* _Set exercise_
Reproduce every line of the entries below word for word, leaving out the pictures.

— START OF Raw records —

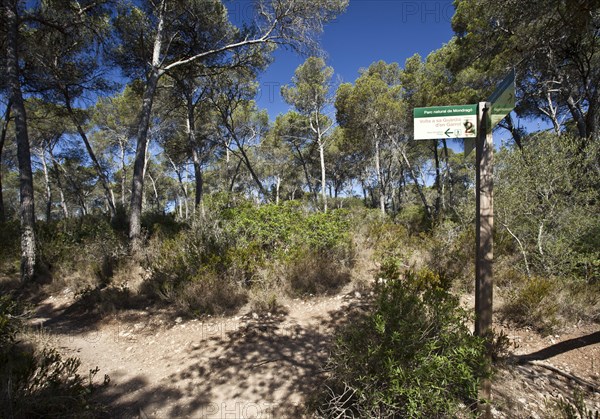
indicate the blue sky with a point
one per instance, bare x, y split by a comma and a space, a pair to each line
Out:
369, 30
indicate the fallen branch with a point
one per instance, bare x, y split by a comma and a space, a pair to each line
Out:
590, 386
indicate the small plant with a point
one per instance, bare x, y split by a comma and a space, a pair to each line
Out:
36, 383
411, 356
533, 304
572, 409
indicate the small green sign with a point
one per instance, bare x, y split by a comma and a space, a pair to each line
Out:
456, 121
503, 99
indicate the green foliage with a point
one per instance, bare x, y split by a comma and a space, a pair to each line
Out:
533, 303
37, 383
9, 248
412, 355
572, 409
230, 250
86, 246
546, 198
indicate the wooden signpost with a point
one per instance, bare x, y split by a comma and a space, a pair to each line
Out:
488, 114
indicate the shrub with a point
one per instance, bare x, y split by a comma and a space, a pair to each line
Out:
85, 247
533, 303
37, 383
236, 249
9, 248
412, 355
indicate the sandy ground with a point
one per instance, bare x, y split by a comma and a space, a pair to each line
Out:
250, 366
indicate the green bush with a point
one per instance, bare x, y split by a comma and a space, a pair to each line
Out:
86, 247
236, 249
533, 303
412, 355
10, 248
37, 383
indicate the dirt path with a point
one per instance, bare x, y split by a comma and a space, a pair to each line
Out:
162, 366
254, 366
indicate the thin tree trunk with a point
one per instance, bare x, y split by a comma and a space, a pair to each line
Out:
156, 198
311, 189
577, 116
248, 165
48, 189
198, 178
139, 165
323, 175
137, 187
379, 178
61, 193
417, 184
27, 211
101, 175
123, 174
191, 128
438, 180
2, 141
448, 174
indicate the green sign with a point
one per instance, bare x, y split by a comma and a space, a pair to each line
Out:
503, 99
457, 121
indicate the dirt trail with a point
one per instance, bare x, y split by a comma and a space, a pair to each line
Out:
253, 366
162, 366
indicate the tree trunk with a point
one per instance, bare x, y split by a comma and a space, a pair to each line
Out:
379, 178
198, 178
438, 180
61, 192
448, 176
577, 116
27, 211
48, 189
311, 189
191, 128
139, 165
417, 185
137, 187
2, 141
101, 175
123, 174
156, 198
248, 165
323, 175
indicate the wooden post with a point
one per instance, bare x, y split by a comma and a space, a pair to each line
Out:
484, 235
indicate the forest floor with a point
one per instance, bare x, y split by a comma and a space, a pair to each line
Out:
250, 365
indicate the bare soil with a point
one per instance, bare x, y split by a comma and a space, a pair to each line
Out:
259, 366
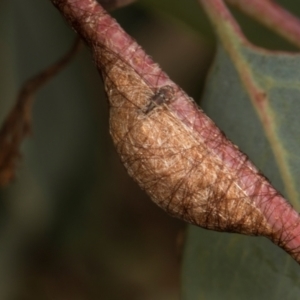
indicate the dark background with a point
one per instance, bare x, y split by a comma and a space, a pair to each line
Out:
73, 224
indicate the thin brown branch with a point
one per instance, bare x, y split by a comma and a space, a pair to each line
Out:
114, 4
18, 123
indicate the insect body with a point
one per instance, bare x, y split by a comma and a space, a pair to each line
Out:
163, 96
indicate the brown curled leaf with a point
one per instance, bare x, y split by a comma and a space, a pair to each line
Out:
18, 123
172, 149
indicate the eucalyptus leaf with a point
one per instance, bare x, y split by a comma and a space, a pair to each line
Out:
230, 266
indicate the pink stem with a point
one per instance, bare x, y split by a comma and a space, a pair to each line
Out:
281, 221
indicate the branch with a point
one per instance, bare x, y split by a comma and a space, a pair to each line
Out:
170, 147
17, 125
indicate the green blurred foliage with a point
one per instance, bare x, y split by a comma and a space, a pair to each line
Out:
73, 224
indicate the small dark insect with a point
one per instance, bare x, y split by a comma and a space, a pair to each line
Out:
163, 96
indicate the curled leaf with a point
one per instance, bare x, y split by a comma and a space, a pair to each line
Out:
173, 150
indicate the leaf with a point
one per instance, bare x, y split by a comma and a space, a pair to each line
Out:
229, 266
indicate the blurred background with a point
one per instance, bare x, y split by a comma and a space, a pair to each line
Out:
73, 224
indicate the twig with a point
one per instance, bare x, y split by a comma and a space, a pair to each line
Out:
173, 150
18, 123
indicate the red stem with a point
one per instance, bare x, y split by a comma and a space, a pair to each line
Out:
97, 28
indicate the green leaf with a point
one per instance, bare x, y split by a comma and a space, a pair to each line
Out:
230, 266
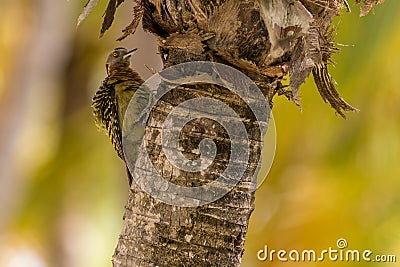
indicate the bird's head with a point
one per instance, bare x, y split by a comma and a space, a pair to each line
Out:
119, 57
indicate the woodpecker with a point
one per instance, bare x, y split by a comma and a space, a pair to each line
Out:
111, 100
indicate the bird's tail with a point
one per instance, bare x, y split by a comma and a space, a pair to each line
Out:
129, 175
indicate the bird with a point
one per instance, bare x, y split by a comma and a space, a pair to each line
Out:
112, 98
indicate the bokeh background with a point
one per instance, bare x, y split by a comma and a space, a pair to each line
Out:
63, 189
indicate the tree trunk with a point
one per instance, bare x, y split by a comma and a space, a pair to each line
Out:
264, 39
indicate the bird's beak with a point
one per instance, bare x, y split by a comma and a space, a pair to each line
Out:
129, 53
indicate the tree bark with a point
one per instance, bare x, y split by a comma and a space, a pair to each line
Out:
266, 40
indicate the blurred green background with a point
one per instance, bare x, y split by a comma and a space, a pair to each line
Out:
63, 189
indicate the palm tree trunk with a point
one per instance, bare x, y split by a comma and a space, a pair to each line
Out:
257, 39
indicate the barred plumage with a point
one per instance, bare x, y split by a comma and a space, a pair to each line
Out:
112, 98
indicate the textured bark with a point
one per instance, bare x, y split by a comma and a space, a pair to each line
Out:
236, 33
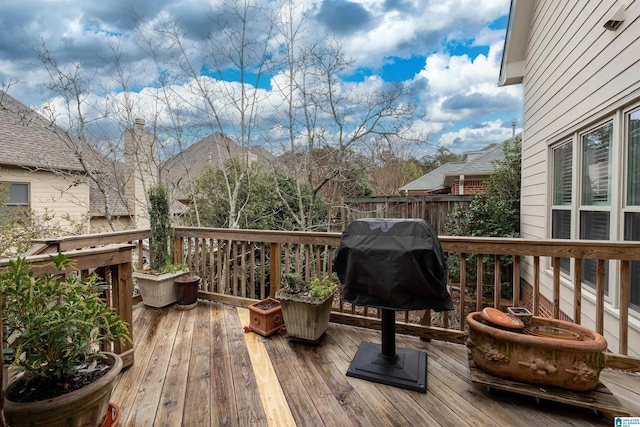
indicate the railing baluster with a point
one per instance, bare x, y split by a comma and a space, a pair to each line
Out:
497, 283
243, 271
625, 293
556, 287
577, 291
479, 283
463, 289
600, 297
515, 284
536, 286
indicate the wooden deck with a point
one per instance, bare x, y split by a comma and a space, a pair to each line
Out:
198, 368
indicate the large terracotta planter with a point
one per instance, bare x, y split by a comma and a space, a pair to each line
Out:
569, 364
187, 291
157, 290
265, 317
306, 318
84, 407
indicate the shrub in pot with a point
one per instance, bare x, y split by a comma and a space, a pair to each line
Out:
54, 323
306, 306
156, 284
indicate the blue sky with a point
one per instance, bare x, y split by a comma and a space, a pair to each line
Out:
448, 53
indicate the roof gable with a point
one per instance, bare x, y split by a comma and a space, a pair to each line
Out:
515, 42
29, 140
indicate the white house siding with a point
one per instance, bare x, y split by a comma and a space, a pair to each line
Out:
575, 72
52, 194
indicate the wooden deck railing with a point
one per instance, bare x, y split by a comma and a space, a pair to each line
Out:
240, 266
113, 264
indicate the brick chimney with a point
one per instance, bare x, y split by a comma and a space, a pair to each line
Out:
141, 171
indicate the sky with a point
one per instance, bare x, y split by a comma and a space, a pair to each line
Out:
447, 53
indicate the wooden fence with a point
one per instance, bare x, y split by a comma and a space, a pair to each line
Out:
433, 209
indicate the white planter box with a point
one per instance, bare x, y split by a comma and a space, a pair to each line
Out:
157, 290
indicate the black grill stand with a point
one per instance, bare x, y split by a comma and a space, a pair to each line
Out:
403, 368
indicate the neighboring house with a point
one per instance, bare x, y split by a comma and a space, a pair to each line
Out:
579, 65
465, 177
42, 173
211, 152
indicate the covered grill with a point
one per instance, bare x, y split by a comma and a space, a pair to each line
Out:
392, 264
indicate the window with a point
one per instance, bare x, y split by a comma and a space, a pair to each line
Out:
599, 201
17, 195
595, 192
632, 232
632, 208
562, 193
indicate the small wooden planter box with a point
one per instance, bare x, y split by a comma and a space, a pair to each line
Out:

— END OF Raw records —

* _Exercise answer_
indicate the blue sky with a point
one per instance, bare x, y split by a comma and a space, a pair to each line
Out:
369, 30
indicate the fallen branch with a point
one per instance, bare x, y split by a comma and a space, a pair to each line
Out:
590, 386
indicate the small plant with a point
one per instance, bare x, y split by a comma and a space, a pair to each line
Out:
36, 383
411, 356
533, 304
572, 409
indicate the small green sign with a point
one per instance, bare x, y split by a comma and a space, a pair to each line
Out:
456, 121
503, 99
indicate the green foliage with a point
one per instance, bare x, y split by a comma and a space, a pair to each line
Out:
533, 303
37, 383
9, 248
412, 355
572, 409
230, 250
86, 246
546, 198
indicate the wooden signpost with a point
one per instance, bare x, y split by a comma and a space, a pair to each line
Out:
488, 114
indicate the shrub with a point
one per instance, bare x, y split by a comma and a space, a pair to each line
Out:
85, 247
533, 303
37, 383
236, 249
9, 248
412, 355
indicate the sandy ground with a point
one per instance, bare x, y split by a comma and a space, a pair to each line
Out:
250, 366
indicate the green bush with a point
one per instance, bare x, y split by a comma and a space, a pair to each line
Out:
86, 247
236, 249
533, 303
412, 355
10, 248
37, 383
indicate the dirt path with a point
one per instance, bare x, y split by a comma and a space, a pair to each line
Out:
162, 366
254, 366
indicate the thin tree trunk with a point
one per instance, bare x, y split by a comma and a space, a pair to each line
Out:
156, 198
311, 189
577, 116
248, 165
48, 189
198, 178
139, 165
323, 175
137, 187
379, 178
61, 193
417, 184
27, 211
101, 175
123, 174
191, 128
438, 180
2, 141
448, 174
indicate the green sign with a point
one per instance, bare x, y split by a comma and a space, a pair to each line
Out:
503, 99
457, 121
indicate the dirt trail with a point
one per instance, bare x, y split by a comma and a space, a pair to each line
Out:
253, 366
162, 366
indicate the tree trunk with a point
one per instance, bare x, y split by a comma and a space, a pair to each line
Out:
379, 178
198, 178
438, 180
61, 192
448, 176
577, 116
27, 211
48, 189
311, 189
191, 128
139, 165
417, 185
137, 187
2, 141
101, 175
123, 174
156, 198
248, 165
323, 175
indicate the wooden post with a point
one per instance, bare x, y split by a comma and a space, a pair to each line
Out:
484, 235
indicate the forest floor with a point
one per instance, bare x, y split by a comma and a space, a pair to each line
Out:
250, 365
indicate the bare soil with a point
one per instance, bare x, y split by a comma and a space, a pair to each line
Out:
259, 366
indicate the dark background with a point
one per instance, bare x, y split by a comma and a space, a pair to each line
Out:
73, 224
indicate the thin brown branch with a point
one per instance, bare x, y split by a comma and a space, a pair to each line
Out:
114, 4
18, 123
indicate the insect body with a point
one per instance, bare x, y split by a comma and a space, a pair to each line
Out:
163, 96
indicate the brown curled leaf with a point
one per instance, bare x, y split by a comma and a space, a pair to each line
Out:
18, 123
172, 149
indicate the eucalyptus leaf with a point
one per instance, bare x, y split by a comma and a space, a pair to each line
Out:
230, 266
indicate the pink stem with a point
one per instance, bare x, y split by a comma and a space, a pair to each line
Out:
281, 221
indicate the branch with a point
one per instance, bare x, y split by a comma and a space, a pair to each line
Out:
170, 147
17, 125
indicate the green blurred foliage with a point
one per instance, bare x, y split by a comma and a space, a pair to each line
Out:
73, 224
indicate the small dark insect with a point
one per instance, bare x, y split by a comma and a space, a pair to each line
Out:
163, 96
indicate the curled leaf with a point
one per instance, bare x, y split by a comma and a space, a pair to each line
Out:
173, 150
indicate the leaf with a point
one per instance, bare x, y split by a comma and a space, a pair to each line
Out:
229, 266
indicate the blurred background with a point
one per instance, bare x, y split by a comma and a space, a pair to each line
Out:
73, 224
indicate the twig with a point
one per instance, bare x, y split by a comma and a space, a pair to each line
Out:
173, 150
18, 123
indicate the red stem with a point
one per instance, bare x, y split by a comma and a space, a pair to each line
Out:
97, 28
indicate the green leaf with a point
one per instance, bare x, y split by a comma and a space, a pair to each line
Out:
230, 266
indicate the bird's head with a point
one per instance, bare x, y split by a comma and a space, a pair to each line
Out:
119, 57
indicate the woodpecker with a point
one per instance, bare x, y split by a comma and a space, a pair to each line
Out:
111, 100
indicate the bird's tail with a point
one per instance, bare x, y split by a comma and a space, a pair to each line
Out:
129, 175
indicate the bird with a point
one per instance, bare x, y split by a comma and a space, a pair to each line
Out:
112, 98
indicate the bokeh background with a point
one per instance, bare x, y split by a comma and a space, a pair to each line
Out:
63, 189
indicate the tree trunk with a point
one per instance, bare x, y split by a comma and a space, a pair to each line
Out:
264, 39
indicate the bird's beak with a point
one per instance, bare x, y split by a comma and a space, a pair to each line
Out:
129, 53
indicate the tree bark with a point
one per instance, bare x, y split by a comma and a space, a pair to each line
Out:
266, 40
indicate the blurred green background with a point
one per instance, bare x, y split by a comma and a space, a pair to each line
Out:
63, 189
indicate the palm tree trunk with a point
one per instance, bare x, y split by a comma and a space, a pair to each line
Out:
257, 39
indicate the barred plumage with a point
one per instance, bare x, y split by a comma and a space, a pair to each line
Out:
112, 98
indicate the textured bark with a point
one per instance, bare x, y split by a comma and a space, a pair to each line
Out:
236, 33
indicate the railing baluster with a point
one per instance, bare x, y split by a comma and a space, a pair to each line
Out:
497, 283
243, 271
625, 293
556, 287
577, 291
479, 283
463, 289
600, 297
515, 284
536, 286
indicate the wooden deck with a point
one per instance, bare x, y split by a comma and a space, a pair to each line
Out:
198, 368
indicate the large terracotta planter with a point
one per instance, bare x, y split by a comma and a space, a pair to each line
Out:
569, 364
187, 291
157, 290
265, 317
306, 318
84, 407
indicate the shrub in pot with a point
one per instance, bare x, y split by a comma and a space, a pair to each line
Out:
54, 323
306, 306
156, 284
indicate the blue sky with a point
one per instance, bare x, y split by a comma and a space, a pair to each line
Out:
448, 53
indicate the roof gable with a point
one per instance, bare x, y split by a comma and a space, a pair to each line
Out:
515, 42
29, 140
indicate the white house siding with a point
one per instance, bare x, y split by a comma and a space, a pair to each line
Out:
575, 72
52, 194
indicate the wooden deck railing with a point
one per instance, bare x, y split by a comma and a space, a pair to each line
Out:
240, 266
113, 264
indicate the brick chimney with a point
one per instance, bare x, y split by a comma and a space, a pair to each line
Out:
141, 171
indicate the sky with a point
one per instance, bare x, y split by a comma and a space, a pair to each line
Out:
447, 53
indicate the wooden fence with a point
one per instance, bare x, y split by a comma and a space, a pair to each line
Out:
433, 209
indicate the white planter box with a point
one per instance, bare x, y split by a comma and a space, a pair to each line
Out:
157, 290
indicate the black grill stand with a point
one per instance, bare x, y split by a comma and a space, a pair to each line
Out:
403, 368
indicate the neighboring house with a point
one per instance, bare x, y split by a comma and a space, a pair to each line
Out:
579, 65
465, 177
42, 173
211, 152
indicate the covered grill with a point
one per instance, bare x, y split by a comma and a space, a pair to each line
Out:
392, 264
indicate the window with a point
one per instance, bare x, y split by a comma and a space, a pair to each line
Out:
599, 201
17, 195
595, 192
632, 232
632, 208
562, 193
indicate the small wooden planter box with a point
one per instance, bare x, y split by a comma and a space, a pair to each line
Out:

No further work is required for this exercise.